> **Opdracht**: Schrijf uit de forumdiscussie over TBL alles van "hieronder een artikeltje" tot en met "on your scoresheet." over en verander daarbij "artikeltje" in "stukje tekst".

> **Aangeleverde tekst**:
========================================================================

TBL?

Niek · 15 nov 2009

Er waren vandaag bij F3p problemen met een vergeetachtig score programma,
wat door hard werk en grote inzet van div vrijwilligers grotendeels recht is gezet.

Het huidige programma is blijkbaar eigen bezit (niet open source, afblijven, geheim)?
en er is in dit soort situaties geen alternatief / backup / werkbare noodoplossing beschikbaar.

Zelf lijkt me zoiets in bijv M$ Excel niet al te lastig in elkaar te freubelen.
De figuren, k factoren, de piloten, scores etc, wat vermenigvuldigen,
deze weer optellen enz, is tot een puntentotaal per deelnemer per ronde te komen.

Maar wat mij hierna niet duidelijk is is het TBL, percentage en afstreep gebeuren etc,
kan iemand dat eens goed uitwerken / uitleggen?

Mvrg,

Niek

Julius Monchen · 15 nov 2009

Hoi Niek,

hieronder een artikeltje over de werking van TBL (helaas in engels).

TBL Scoring

The recent US Nationals sparked a bit of debate on the NSRCA email discussion group with regards to TBL and how it works. For your interest, I nabbed this bit of text for inclusion in the bulletin. Derek Koopowitz from the U.S. posted the following reply about TBL, this has come from the TBL Manual. Read on … FB Derek Writes …. I need to correct what Tony has written. TBL does not correct or adjust in-dividual scores for a judge. Don't worry about that... if you get a zero from a judge for a maneuver it will still be a zero on your scoresheet.

========================================================================

> **Invoer voor locatiebepaling**:
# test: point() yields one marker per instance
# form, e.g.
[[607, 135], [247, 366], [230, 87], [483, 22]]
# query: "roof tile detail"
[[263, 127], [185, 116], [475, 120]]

========================================================================

> **Uitgewerkte opdracht**:
hieronder een stukje tekst over de werking van TBL (helaas in engels).

TBL Scoring

The recent US Nationals sparked a bit of debate on the NSRCA email discussion group with regards to TBL and how it works. For your interest, I nabbed this bit of text for inclusion in the bulletin. Derek Koopowitz from the U.S. posted the following reply about TBL, this has come from the TBL Manual. Read on … FB Derek Writes …. I need to correct what Tony has written. TBL does not correct or adjust in-dividual scores for a judge. Don't worry about that... if you get a zero from a judge for a maneuver it will still be a zero on your scoresheet.